Given task ▸ Rewrite the listing below as a numbered list, from its start through the line containing "193), (439, 244)]", inclusive. Omit blank lines and leave out the pictures.
>> begin Data for processing
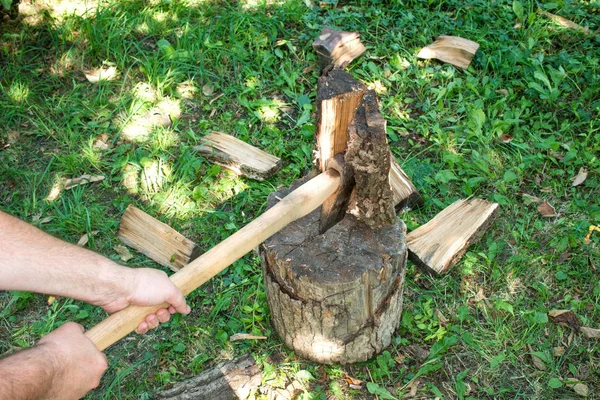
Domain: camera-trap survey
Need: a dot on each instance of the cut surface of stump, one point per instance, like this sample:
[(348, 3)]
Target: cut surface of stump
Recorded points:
[(156, 240), (229, 380), (335, 297), (238, 156), (337, 48), (405, 193), (439, 244)]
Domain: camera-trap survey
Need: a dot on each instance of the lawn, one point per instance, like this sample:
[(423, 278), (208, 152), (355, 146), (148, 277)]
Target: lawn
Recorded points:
[(515, 128)]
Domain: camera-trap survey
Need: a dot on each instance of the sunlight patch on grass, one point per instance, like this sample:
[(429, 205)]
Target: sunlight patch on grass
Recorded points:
[(18, 92)]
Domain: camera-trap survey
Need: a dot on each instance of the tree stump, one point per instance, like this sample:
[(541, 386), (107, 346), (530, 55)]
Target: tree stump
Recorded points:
[(335, 297)]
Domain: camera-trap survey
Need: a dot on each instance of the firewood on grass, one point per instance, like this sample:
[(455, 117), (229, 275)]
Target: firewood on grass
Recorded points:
[(439, 244)]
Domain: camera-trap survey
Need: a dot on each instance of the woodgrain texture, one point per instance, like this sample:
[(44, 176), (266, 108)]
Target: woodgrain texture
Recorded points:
[(369, 157), (156, 240), (302, 201), (335, 297), (451, 49), (238, 156), (228, 380), (438, 245), (405, 194), (336, 49)]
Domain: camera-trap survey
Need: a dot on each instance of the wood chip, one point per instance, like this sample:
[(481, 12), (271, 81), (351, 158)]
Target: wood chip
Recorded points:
[(451, 49), (101, 74), (82, 180), (123, 252), (581, 177), (238, 156), (245, 336), (565, 318), (546, 210)]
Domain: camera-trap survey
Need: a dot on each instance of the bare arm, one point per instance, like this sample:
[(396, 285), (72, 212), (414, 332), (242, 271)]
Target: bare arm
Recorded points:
[(34, 261), (64, 365)]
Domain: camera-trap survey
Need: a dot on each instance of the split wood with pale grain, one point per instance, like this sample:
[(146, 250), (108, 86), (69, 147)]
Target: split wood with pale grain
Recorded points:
[(336, 49), (228, 380), (406, 195), (238, 156), (155, 239), (439, 244), (451, 49), (297, 204)]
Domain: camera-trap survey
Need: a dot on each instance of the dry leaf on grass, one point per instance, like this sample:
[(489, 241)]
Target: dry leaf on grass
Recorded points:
[(123, 252), (581, 177), (101, 74), (451, 49), (546, 210), (565, 318), (592, 229), (531, 199), (85, 238), (565, 23), (354, 383), (245, 336), (590, 333), (578, 387), (82, 180)]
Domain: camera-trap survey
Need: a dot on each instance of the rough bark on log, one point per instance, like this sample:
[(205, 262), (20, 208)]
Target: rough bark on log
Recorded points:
[(335, 297), (229, 380), (440, 243), (156, 240), (336, 49), (238, 156), (404, 192), (369, 156)]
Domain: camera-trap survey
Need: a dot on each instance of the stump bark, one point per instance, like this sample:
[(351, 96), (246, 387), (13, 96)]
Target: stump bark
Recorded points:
[(335, 297)]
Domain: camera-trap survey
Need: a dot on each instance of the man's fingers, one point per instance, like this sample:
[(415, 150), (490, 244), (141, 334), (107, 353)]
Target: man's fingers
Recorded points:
[(152, 321), (142, 328), (163, 315), (177, 300)]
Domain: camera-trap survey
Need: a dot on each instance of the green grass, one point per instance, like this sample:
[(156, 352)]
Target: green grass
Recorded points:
[(237, 67)]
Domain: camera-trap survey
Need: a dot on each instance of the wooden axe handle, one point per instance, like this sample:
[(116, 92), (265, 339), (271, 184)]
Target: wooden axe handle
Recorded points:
[(294, 206)]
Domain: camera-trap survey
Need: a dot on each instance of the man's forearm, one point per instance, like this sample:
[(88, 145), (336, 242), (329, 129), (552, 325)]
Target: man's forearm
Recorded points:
[(27, 374), (34, 261)]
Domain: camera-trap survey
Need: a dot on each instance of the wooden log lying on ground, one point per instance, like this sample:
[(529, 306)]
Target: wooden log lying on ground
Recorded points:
[(335, 297), (229, 380), (238, 156), (156, 240), (405, 193), (438, 245), (451, 49), (336, 49), (369, 156)]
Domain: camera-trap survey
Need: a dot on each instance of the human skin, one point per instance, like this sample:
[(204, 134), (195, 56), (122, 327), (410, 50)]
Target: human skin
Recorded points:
[(65, 364)]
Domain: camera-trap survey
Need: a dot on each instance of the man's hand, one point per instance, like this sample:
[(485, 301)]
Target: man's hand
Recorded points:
[(146, 287), (64, 365)]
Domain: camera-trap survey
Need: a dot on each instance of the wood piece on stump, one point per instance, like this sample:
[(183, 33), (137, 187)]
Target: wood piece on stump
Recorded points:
[(369, 156), (336, 49), (229, 380), (451, 49), (155, 239), (338, 96), (439, 244), (335, 297), (406, 195), (238, 156)]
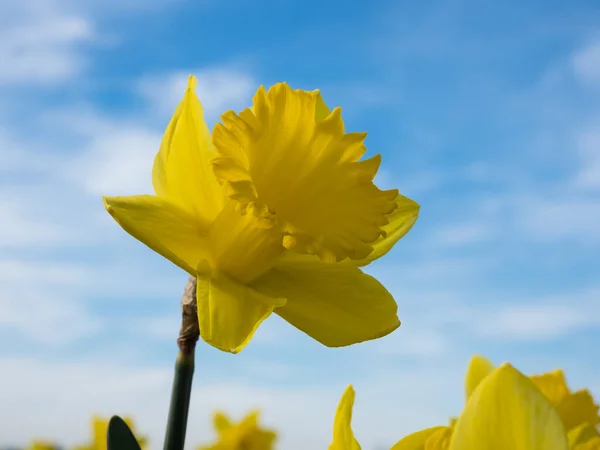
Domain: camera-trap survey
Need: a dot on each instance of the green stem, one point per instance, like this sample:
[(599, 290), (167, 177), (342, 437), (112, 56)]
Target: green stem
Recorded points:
[(180, 402), (184, 371)]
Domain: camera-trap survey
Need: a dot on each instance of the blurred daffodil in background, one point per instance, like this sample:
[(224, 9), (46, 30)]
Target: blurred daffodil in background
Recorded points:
[(506, 409), (245, 435), (343, 436), (99, 427), (39, 444), (275, 212)]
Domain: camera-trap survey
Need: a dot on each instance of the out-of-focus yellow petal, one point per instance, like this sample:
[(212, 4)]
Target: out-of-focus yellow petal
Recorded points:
[(581, 435), (241, 246), (574, 408), (343, 436), (553, 385), (42, 445), (440, 440), (162, 226), (230, 312), (246, 435), (592, 444), (277, 160), (221, 422), (417, 441), (401, 220), (507, 411), (336, 304), (479, 368), (99, 430), (578, 408), (182, 171)]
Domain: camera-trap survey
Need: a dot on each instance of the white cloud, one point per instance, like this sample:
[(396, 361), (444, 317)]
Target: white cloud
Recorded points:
[(461, 234), (586, 63), (117, 161), (534, 322), (40, 43), (588, 143), (570, 217), (21, 226), (219, 90)]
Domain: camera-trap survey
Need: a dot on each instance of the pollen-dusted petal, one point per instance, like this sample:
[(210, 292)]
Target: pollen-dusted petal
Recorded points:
[(163, 226), (343, 436), (286, 156), (401, 220), (182, 171), (507, 411), (417, 441), (336, 304), (229, 313), (479, 368), (243, 246)]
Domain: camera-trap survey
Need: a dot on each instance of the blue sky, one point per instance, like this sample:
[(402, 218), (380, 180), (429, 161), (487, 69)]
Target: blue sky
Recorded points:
[(486, 113)]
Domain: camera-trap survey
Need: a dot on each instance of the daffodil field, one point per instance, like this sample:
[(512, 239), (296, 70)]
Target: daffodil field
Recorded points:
[(276, 212), (540, 411)]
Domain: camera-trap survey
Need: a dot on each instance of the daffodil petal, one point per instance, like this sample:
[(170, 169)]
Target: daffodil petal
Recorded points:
[(553, 385), (574, 408), (507, 411), (581, 435), (592, 444), (241, 245), (336, 304), (229, 312), (182, 171), (416, 441), (343, 436), (163, 226), (440, 440), (401, 220), (479, 368), (578, 408)]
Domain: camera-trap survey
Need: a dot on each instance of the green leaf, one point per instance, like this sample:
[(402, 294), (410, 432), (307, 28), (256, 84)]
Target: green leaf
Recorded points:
[(119, 436)]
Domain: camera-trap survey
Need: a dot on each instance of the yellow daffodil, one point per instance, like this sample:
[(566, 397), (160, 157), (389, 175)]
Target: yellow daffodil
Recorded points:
[(275, 213), (245, 435), (576, 411), (574, 408), (506, 411), (343, 436), (42, 445)]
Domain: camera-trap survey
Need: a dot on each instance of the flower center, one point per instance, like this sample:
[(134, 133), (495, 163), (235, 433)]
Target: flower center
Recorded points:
[(289, 160)]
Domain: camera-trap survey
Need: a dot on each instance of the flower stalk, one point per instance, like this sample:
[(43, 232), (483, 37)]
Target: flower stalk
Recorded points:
[(184, 370)]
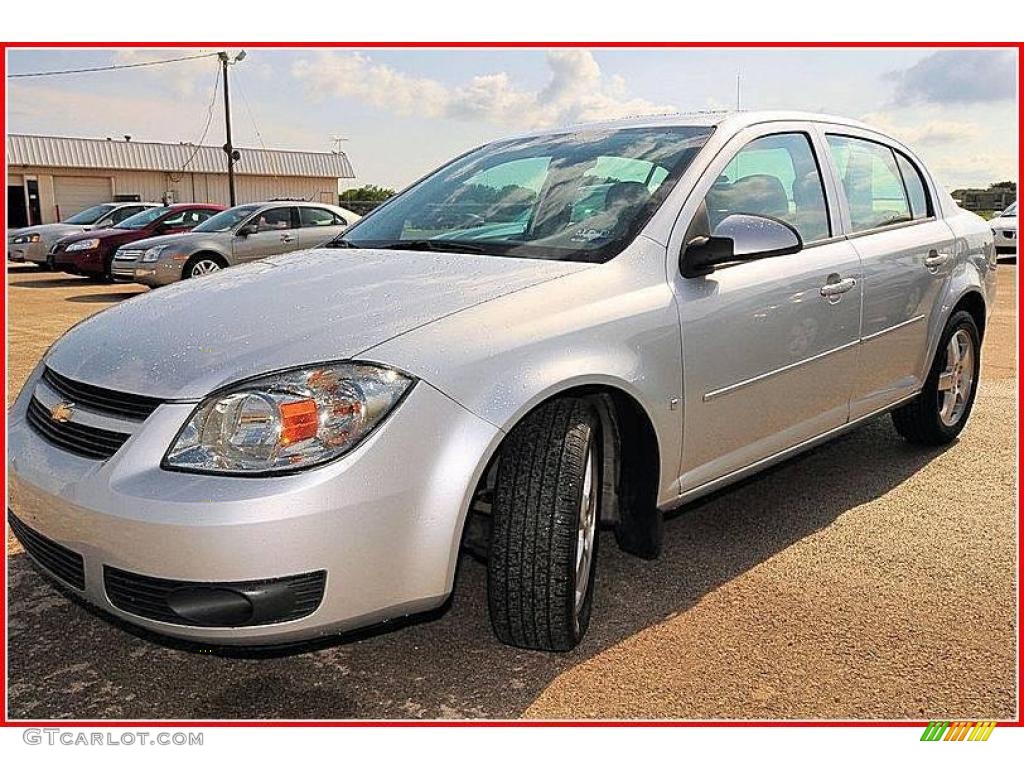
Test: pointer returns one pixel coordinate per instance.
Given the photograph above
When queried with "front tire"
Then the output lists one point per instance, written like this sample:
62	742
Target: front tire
939	414
201	265
544	534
>> end Data for processing
Exercise output ▸
1. Domain: camera-trap survey
2. Need: a dot on each instance of the cut surface of stump, one point per instance, like this sample:
3. [(348, 3)]
4. Target: cut surface of stump
5. Recorded points:
6. [(156, 240), (229, 380), (335, 297), (238, 156), (337, 48), (405, 193), (439, 244)]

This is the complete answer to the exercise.